En plus des gestes dans ces trois domaines, la lettre :
réitère l'appel pour une diminution substantielle sur les droits de douanes dans les échanges sur les produits industriels, selon une formule simple et générale avec un jeu limité d'exceptions.
pousse les autres membres de l'OMC à aider l'UE à faire avancer les négociations pour l'ouverture des échanges dans les services, qui sont actuellement au point mort. Des offres supplémentaires et de meilleure qualité sont nécessaires.
L'UE espère que cette occasion de progresser ne sera pas manquée. Elle attend la réponse des autres membres de l'OMC en termes d'idées nouvelles et de flexibilités additionnelles de façon à ce que le cadre des modalités (c'est-à-dire ce que les membres de l'OMC auraient dû atteindre à Cancun en septembre 2003) puisse être adopté d'ici juillet 2004.
Contexte
2004: une fenêtre d'opportunité
A la suite de l'échec de la conférence ministérielle de Cancun en septembre 2003, l'UE s'est engagée à relancer le cycle de négociations commerciales lancé à Doha. La communication de la Commission du 28 novembre 2003, appuyée par les Etats membres le 9 décembre 2003, a réaffirmé que la politique commerciale de l'UE se fonde sur le multilatéralisme, montrant une réelle flexibilité et travaillant à atteindre des résultats rapidement. (‘Reviving the DDA Negotiations - the EU Perspective')

• ÉNONCÉ 1
Relevez, dans la liste ci-dessous, toutes les lignes où figure le mot « shop », en tenant compte de la casse.

• DONNÉES DE L'EXERCICE
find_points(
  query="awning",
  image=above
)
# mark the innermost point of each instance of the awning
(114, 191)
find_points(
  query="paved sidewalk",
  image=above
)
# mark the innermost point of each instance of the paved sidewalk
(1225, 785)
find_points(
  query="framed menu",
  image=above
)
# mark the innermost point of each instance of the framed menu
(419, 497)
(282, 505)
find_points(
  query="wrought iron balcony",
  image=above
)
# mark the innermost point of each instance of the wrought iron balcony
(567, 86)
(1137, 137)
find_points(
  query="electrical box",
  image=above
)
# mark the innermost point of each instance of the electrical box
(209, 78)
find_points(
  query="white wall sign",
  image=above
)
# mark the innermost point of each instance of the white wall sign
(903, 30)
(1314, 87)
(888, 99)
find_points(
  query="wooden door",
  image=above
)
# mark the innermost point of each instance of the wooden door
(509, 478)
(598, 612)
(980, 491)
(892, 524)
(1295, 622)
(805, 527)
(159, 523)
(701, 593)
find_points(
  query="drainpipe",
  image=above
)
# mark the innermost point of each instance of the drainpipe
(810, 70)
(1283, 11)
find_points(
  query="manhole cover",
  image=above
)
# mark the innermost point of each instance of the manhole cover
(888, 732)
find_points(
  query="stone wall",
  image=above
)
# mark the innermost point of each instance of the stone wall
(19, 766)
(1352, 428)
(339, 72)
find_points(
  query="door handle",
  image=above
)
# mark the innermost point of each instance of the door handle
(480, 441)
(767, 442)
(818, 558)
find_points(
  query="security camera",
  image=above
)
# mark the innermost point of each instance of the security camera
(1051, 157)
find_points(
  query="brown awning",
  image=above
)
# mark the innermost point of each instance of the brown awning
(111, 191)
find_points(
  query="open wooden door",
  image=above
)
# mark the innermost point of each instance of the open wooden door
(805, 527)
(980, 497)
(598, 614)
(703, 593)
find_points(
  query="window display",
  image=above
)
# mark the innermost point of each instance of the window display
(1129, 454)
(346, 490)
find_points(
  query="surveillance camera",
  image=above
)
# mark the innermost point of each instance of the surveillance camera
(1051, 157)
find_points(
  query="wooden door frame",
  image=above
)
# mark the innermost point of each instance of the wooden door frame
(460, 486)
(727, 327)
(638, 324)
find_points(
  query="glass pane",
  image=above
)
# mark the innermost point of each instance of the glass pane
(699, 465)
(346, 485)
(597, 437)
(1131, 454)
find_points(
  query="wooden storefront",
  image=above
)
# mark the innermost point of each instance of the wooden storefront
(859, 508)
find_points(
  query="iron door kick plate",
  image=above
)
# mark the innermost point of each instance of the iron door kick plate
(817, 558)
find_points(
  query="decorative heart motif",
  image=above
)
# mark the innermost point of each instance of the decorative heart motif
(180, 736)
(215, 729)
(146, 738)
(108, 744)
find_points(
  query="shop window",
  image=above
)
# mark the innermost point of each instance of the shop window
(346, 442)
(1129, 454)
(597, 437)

• ÉNONCÉ 2
Énumérez sans doublon, dans leur ordre d'apparition, toutes les dates mentionnant un mois qui figurent dans le passage sur les négociations de l'OMC.

• CORRIGÉ 1
  query="shop window",
# mark the innermost point of each instance of the shop window

• CORRIGÉ 2
septembre 2003 ; juillet 2004 ; 28 novembre 2003 ; 9 décembre 2003